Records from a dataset
※ ※ ※
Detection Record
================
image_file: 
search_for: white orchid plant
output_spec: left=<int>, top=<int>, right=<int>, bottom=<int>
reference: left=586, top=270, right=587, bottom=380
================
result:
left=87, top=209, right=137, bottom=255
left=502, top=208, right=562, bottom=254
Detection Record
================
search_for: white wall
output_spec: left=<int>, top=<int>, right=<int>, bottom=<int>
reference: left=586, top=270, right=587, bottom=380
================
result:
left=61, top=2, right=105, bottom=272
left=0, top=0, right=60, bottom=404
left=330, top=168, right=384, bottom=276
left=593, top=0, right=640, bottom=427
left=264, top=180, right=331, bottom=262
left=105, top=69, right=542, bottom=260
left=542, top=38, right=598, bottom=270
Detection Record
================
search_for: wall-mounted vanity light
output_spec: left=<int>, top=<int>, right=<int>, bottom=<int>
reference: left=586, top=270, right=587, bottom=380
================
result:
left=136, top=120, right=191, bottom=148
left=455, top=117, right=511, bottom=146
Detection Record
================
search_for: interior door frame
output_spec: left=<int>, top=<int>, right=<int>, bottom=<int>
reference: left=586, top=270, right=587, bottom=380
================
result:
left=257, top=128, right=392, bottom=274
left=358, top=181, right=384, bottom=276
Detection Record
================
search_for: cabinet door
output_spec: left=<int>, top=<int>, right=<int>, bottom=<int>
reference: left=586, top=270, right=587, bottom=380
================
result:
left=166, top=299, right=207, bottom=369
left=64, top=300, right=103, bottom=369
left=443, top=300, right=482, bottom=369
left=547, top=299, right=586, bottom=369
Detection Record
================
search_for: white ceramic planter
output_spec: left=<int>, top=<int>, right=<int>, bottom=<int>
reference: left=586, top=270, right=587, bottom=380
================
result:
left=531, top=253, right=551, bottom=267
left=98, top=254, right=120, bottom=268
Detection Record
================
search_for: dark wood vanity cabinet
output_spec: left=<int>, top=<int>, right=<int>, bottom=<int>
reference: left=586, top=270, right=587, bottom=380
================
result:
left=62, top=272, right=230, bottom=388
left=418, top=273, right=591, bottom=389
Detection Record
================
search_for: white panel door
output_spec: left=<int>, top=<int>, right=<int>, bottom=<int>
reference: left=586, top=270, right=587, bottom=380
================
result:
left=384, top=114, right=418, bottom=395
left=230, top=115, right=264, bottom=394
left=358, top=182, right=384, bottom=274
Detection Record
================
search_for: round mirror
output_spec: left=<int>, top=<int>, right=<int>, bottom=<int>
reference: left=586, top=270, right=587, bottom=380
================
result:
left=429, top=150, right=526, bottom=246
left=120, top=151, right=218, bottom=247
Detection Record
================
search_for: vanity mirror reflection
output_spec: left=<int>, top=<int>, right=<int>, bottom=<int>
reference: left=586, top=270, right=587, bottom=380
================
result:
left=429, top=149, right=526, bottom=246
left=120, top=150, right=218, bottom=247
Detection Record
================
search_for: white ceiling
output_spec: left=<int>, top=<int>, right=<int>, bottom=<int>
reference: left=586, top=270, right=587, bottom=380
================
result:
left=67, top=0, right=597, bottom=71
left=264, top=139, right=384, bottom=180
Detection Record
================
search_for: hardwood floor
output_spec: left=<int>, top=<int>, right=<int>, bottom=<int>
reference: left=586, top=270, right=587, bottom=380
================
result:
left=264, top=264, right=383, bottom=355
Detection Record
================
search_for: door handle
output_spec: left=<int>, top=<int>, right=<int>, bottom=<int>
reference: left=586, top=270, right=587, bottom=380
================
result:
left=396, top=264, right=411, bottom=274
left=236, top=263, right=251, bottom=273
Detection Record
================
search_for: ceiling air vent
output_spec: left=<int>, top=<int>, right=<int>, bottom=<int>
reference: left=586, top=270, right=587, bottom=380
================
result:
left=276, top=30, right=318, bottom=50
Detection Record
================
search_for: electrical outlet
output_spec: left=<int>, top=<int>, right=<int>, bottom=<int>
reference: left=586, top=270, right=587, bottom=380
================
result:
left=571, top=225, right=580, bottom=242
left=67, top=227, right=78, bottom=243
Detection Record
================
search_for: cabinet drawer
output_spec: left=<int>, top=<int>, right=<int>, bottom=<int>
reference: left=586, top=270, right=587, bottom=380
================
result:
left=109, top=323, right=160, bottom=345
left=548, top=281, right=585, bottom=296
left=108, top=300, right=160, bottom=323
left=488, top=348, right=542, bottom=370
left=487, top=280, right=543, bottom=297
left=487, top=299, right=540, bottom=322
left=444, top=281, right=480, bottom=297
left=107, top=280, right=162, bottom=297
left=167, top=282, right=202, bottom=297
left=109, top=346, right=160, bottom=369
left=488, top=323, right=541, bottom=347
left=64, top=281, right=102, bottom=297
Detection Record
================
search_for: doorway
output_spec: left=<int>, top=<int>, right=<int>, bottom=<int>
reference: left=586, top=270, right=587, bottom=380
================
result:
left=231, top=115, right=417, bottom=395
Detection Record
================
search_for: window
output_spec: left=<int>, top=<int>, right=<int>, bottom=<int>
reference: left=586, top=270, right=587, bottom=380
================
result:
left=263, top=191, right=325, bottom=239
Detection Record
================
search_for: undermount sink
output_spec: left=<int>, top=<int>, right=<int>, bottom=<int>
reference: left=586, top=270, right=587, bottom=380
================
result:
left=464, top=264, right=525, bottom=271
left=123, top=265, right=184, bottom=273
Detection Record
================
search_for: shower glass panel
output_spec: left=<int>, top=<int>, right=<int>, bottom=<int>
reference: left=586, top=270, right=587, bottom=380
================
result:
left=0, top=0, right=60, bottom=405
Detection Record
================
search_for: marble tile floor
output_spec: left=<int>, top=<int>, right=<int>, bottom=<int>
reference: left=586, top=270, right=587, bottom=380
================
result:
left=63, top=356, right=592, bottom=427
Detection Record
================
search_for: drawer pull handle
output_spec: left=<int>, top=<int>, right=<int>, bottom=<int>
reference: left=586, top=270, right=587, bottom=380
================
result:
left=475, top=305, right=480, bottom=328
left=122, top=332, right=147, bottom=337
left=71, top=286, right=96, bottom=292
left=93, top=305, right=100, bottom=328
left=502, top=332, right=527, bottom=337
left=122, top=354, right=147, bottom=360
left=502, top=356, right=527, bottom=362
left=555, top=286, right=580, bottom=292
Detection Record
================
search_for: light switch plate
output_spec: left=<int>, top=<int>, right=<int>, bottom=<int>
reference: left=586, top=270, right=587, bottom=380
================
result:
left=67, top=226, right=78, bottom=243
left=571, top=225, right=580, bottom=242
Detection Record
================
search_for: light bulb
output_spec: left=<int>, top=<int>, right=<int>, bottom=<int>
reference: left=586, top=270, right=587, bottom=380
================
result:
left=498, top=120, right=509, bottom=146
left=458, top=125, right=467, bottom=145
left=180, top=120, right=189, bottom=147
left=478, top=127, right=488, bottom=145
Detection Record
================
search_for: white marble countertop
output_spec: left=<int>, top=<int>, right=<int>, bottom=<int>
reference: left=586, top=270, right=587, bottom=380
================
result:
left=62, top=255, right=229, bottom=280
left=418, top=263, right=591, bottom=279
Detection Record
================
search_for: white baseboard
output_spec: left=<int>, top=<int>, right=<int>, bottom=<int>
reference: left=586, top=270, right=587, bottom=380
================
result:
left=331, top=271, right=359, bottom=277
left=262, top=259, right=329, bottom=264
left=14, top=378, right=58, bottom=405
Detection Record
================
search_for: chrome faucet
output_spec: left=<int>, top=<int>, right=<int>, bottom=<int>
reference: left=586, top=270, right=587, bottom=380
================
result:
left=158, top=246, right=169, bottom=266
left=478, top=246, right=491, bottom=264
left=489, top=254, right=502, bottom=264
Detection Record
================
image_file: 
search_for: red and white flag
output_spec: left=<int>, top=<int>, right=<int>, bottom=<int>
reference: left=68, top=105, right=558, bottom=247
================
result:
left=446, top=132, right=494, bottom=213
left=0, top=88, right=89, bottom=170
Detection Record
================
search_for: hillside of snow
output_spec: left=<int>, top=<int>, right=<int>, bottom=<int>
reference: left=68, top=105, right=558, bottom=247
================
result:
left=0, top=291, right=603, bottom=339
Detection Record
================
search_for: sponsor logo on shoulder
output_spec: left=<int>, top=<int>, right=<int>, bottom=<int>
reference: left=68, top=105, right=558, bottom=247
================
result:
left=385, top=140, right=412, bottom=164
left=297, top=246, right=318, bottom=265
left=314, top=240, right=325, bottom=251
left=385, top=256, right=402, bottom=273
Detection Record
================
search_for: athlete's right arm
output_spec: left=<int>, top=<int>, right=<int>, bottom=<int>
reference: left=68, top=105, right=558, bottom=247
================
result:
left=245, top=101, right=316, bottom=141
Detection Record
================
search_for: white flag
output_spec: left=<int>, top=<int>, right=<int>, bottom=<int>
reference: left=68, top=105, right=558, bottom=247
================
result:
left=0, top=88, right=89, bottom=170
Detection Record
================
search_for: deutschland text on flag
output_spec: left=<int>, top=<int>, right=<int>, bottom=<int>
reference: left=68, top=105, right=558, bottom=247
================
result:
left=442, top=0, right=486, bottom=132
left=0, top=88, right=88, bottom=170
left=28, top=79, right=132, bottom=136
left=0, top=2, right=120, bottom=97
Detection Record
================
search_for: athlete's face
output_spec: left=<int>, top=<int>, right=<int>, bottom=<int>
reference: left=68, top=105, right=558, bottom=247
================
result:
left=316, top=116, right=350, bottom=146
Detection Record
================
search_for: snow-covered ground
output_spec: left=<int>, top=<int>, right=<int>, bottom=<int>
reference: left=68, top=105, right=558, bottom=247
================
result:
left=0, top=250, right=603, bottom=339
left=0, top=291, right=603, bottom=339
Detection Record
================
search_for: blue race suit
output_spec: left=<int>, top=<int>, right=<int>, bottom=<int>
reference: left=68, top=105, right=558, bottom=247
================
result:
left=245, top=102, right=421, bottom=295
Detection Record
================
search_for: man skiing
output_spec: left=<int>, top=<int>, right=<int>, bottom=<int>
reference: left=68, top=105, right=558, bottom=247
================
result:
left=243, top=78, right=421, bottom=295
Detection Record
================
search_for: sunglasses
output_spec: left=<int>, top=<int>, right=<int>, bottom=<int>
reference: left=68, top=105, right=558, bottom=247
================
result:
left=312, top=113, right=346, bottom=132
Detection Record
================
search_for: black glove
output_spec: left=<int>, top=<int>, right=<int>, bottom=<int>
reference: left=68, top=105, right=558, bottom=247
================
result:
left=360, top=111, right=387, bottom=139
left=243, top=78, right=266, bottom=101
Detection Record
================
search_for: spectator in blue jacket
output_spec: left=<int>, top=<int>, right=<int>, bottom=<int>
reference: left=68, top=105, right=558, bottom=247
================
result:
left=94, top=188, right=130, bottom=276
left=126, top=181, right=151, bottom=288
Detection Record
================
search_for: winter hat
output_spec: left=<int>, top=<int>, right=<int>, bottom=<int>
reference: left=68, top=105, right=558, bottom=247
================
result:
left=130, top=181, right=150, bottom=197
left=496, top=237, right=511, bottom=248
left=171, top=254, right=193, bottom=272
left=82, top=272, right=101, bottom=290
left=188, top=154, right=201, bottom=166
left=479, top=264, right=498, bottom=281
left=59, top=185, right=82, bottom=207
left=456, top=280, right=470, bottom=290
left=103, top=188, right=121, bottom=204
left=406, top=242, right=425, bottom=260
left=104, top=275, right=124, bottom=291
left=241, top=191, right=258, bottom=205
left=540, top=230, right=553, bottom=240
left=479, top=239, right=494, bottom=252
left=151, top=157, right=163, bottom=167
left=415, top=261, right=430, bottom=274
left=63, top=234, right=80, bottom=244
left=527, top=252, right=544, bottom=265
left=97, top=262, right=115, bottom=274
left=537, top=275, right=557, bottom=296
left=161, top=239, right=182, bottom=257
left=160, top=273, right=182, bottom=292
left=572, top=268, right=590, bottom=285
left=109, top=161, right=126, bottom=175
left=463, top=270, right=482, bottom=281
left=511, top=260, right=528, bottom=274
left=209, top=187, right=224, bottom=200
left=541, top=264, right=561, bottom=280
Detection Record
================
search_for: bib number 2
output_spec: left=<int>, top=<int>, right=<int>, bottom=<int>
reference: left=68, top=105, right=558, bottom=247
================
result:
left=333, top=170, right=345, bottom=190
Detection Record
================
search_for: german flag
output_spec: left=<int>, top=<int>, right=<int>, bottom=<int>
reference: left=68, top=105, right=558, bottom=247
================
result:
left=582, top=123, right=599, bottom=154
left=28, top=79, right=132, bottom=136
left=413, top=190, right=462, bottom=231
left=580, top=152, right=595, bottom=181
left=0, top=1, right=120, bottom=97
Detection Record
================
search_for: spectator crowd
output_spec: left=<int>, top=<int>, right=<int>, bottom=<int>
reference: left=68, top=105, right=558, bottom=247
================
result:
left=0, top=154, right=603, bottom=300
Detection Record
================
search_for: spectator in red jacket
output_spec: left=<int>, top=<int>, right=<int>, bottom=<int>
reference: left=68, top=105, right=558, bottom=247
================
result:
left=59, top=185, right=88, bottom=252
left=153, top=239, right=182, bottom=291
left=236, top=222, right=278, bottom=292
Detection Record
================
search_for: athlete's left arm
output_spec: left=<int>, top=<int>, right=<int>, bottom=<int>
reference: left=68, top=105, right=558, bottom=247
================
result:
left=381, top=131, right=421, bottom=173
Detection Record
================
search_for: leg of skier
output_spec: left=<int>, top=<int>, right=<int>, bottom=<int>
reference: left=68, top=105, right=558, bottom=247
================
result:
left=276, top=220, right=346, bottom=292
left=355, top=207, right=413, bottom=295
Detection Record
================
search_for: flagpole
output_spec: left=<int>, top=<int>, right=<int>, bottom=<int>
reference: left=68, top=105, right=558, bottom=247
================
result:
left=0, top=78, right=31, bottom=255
※ ※ ※
* [The task]:
Write everything from the first line down to the line containing "left=502, top=208, right=562, bottom=254" as a numbered list, including both of those lines and skipping any blank ones.

* [Finished answer]:
1. Detection Record
2. ================
3. image_file: 
4. search_for: white orchid plant
5. output_spec: left=<int>, top=<int>, right=<int>, bottom=<int>
6. reference: left=586, top=270, right=587, bottom=380
7. ================
8. result:
9. left=87, top=209, right=137, bottom=255
10. left=502, top=208, right=562, bottom=254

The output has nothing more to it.